- [Extract provided]
--- start ---
# Using Tivo Stream 4k as media server?



## xberk (Dec 3, 2011)

Just got my TS4K and set it up without a problem. Now I'm thinking about hooking up external storage. What I'd like is to hook up at least a 2TB portable USB drive that will allow me to playback my own content from that drive like a media server. Is that possible?


----------



## dbpaddler (Sep 25, 2004)

xberk said:


> Just got my TS4K and set it up without a problem. Now I'm thinking about hooking up external storage. What I'd like is to hook up at least a 2TB portable USB drive that will allow me to playback my own content from that drive like a media server. Is that possible?


I have a usb-c to usb-A adapter (thanks Samsung) with a 128gb thumb drive that has all my workout and spinning vids. I use MXplayer to play them without issue.

Sent from my SM-N975U1 using Tapatalk


----------



## xberk (Dec 3, 2011)

Thanks .. that's a start but my content library is closer to 2tb ..


----------



## dbpaddler (Sep 25, 2004)
--- end ---
- [Supplied material]
--- start ---
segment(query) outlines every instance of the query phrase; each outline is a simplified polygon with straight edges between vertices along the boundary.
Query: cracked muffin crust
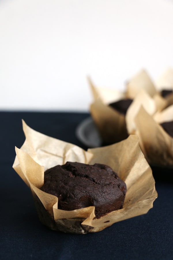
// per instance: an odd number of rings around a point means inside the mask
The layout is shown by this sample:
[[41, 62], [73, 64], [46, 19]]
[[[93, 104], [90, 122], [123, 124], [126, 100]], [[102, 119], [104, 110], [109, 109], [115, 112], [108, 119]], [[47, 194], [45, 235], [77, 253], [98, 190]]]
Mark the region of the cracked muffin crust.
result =
[[44, 173], [41, 189], [58, 198], [58, 208], [73, 210], [93, 206], [96, 217], [123, 207], [125, 183], [107, 165], [67, 162]]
--- end ---
- [Exercise] Do these statements agree with the forum thread above the data? (a) The first poster had trouble setting up the TS4K. (b) dbpaddler uses MXplayer to play videos stored on a 128 GB thumb drive. (c) xberk's content library is smaller than 128 GB. Answer yes or no for each, quoting the deciding words of the forum thread.

- [Exercise response]
(a) No: "set it up without a problem"
(b) Yes: "a 128gb thumb drive that has all my workout and spinning vids. I use MXplayer to play them without issue."
(c) No: "my content library is closer to 2tb"